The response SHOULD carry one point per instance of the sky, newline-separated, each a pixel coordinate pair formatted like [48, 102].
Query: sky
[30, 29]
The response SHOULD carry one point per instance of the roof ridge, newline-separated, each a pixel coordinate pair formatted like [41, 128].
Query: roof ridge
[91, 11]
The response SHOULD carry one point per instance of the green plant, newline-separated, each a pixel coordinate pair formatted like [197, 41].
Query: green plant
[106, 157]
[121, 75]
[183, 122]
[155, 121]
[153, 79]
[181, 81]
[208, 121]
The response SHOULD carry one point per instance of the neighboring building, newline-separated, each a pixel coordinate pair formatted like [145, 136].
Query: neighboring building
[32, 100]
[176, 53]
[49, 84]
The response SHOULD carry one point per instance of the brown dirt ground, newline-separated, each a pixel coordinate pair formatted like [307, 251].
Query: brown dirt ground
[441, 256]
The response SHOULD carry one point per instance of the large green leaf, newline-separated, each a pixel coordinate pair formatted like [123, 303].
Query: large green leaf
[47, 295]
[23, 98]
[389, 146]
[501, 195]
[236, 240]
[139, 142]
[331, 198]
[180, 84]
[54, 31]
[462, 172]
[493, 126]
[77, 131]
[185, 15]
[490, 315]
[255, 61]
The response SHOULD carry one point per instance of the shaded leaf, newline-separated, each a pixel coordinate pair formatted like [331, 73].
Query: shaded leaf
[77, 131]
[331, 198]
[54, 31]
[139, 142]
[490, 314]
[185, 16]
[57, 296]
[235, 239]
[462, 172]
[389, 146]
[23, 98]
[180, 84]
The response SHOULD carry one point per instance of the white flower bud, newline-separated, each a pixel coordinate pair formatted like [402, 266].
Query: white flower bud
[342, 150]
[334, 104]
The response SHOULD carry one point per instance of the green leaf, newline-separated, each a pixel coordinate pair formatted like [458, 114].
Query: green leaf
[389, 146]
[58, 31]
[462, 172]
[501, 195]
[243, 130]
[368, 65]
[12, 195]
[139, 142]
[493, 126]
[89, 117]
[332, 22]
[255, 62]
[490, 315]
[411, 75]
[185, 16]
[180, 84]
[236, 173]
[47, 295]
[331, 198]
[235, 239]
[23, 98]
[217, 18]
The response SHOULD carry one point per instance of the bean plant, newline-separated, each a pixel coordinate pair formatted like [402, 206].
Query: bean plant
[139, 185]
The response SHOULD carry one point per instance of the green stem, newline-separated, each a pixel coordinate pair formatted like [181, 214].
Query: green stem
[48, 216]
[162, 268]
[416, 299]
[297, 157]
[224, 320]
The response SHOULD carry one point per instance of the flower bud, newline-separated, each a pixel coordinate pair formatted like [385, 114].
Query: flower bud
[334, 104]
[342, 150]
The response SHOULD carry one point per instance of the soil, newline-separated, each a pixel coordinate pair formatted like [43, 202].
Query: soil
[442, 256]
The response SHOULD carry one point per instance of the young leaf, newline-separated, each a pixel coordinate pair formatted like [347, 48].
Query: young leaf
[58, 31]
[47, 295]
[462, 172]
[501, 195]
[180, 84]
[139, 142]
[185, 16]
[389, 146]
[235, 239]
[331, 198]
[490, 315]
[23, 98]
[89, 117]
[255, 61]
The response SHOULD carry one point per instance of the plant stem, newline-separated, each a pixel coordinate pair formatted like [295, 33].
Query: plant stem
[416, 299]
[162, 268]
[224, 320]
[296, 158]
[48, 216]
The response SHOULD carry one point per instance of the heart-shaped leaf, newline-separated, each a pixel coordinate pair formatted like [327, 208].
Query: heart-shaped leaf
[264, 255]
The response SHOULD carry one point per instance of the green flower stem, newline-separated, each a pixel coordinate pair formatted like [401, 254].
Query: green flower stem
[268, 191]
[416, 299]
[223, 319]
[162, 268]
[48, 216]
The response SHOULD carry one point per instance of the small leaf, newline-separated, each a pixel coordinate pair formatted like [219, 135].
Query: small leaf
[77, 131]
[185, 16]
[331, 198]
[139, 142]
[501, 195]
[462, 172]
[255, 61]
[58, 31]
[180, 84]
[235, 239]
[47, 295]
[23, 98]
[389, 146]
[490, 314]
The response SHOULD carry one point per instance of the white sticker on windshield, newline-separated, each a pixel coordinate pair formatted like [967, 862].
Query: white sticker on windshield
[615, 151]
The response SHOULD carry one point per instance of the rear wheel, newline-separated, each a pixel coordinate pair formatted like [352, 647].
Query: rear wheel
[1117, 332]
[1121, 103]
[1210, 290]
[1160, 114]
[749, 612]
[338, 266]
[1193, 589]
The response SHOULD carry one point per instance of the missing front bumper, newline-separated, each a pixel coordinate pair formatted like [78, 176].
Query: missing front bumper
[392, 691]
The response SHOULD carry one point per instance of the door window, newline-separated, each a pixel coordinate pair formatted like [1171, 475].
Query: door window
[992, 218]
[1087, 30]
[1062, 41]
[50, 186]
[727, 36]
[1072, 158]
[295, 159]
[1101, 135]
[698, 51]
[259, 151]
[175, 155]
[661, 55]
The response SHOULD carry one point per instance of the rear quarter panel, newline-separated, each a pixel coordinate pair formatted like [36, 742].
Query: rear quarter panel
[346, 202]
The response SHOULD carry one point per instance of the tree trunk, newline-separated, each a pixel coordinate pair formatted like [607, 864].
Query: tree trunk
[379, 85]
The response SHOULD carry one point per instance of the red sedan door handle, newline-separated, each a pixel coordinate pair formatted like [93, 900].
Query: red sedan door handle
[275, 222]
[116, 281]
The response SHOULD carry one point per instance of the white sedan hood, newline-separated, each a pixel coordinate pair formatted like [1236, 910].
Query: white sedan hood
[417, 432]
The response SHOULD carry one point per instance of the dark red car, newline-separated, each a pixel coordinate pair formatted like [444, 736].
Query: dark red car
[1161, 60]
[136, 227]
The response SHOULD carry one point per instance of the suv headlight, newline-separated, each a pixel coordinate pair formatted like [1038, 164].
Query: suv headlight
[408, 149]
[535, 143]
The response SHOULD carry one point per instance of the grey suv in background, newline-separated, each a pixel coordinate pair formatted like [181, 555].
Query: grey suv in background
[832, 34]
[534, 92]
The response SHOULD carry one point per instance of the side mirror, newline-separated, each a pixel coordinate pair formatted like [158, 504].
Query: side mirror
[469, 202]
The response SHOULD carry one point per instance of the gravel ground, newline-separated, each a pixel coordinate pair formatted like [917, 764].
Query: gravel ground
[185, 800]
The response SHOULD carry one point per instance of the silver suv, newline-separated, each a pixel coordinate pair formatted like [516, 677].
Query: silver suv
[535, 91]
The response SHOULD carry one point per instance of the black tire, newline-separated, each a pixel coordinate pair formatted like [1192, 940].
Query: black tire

——

Exercise requirements
Scan the data above for the word "tire". Copy every line in which it is found.

Answer space
The response SHOULD carry one point per instance of the black tire, newline-separated, each a pixel coordinate pair formatted like [1192, 940].
Query: black tire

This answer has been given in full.